> Texte source:
Les faits remontent à février 2023. À la police, le fonctionnaire de 58 ans a raconté qu’il avait accompagné Azagen Pyneandee à Rose-Hill, où ce dernier avait négocié pour lui des rapports sexuels avec une fille de joie contre la somme de Rs 2 000. Le jeune homme les avait même accompagnés à un pensionnat de la localité. 

C’est quelques mois plus tard qu’a commencé le chantage. Azagen Pyneandee a déclaré au fonctionnaire que la fille avait qui il avait eu des relations sexuelles était mineure et qu’il étoufferait l’affaire contre la somme de Rs 400 000. Le quinquagénaire a refusé de payer dans un premier temps, mais face aux menaces grandissantes d’Azagen Pyneandee, il a cédé.

Ainsi, d’août à octobre 2023, le suspect a réussi à soutirer la somme de Rs 1,5 million au fonctionnaire et à ses proches. Somme qu’il a dépensée dans des divertissements.

> Données fournies:
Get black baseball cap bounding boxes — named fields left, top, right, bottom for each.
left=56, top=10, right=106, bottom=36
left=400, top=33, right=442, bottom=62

> Consignes de travail:
(1) Relevez toutes les sommes d'argent citées dans le texte sur le chantage.
(2) D'après le texte sur le chantage, quel âge a le fonctionnaire ?
(3) Reprenez, s'il vous plaît, le texte sur le chantage et poursuivez-le après sa dernière phrase.
Les lignes forment un matériau à part, distinct du texte sur le chantage.

> Réponses aux consignes:
(1) Rs 2 000 ; Rs 400 000 ; Rs 1,5 million

(2) Il a 58 ans.

(3)
Azagen Pyneandee a été arrêté le samedi 29 juin dernier, après le cambriolage et la séquestration survenus au domicile de la sœur du fonctionnaire, la veille, à Belle-Vue-Maurel. Le jeune homme et sa bande, composée d’Ibne Farhaan Ruhoonauth, Zaina Bibi Ludialiam, alias Yasmine, et Stacy Amanda Songor, ont attaqué la fratrie, fouillé la maison de fond en comble avant de repartir avec des bijoux, des téléphones cellulaires, des cartes bancaires, entre autres. Ils ont aussi forcé l’une des victimes à leur effectuer un virement d’argent via l’application Juice. 

L’une des femmes a également simulé des actes sexuels avec les victimes et pris des photos afin de continuer le chantage sexuel. Mais cette fois, grâce à la prompte intervention de la police, le plan de cette bande de maîtres-chanteurs a été déjoué.